• TASK INSTRUCTIONS
Identify every line in the records below that contains the string "black", and copy each of those lines. Case counts.

[Entries from a point annotation set]
***

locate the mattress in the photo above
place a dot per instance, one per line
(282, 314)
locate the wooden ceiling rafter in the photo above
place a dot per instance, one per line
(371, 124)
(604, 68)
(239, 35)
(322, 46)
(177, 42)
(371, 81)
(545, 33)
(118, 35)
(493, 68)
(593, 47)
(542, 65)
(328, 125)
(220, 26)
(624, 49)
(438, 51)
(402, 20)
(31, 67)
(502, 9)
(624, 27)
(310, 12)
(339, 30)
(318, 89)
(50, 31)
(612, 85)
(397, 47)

***

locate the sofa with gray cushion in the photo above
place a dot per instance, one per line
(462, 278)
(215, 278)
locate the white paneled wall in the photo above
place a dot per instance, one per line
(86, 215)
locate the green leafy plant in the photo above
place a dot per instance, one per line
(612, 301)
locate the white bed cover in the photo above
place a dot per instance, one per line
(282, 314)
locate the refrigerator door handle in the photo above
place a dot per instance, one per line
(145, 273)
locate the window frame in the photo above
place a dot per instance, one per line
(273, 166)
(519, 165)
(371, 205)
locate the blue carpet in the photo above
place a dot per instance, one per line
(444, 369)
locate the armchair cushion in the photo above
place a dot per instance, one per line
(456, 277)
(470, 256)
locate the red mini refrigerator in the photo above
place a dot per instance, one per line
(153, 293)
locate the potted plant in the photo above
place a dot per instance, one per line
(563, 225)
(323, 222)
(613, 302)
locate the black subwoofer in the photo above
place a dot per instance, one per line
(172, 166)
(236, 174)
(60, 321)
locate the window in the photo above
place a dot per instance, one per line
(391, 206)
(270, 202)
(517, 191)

***

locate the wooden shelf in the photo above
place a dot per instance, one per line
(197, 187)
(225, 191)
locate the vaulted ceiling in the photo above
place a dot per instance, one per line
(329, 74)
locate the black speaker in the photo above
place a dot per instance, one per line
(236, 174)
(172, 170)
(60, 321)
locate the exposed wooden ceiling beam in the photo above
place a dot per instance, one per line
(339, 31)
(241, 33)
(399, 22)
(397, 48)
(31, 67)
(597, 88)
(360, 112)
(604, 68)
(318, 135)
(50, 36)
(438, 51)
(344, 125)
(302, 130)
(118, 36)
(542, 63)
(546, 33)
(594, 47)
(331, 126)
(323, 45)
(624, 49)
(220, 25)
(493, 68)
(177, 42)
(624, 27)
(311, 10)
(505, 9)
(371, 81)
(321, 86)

***

• ANSWER TO THIS TASK
locate the black subwoofer in the photo above
locate the black speaker in the photo above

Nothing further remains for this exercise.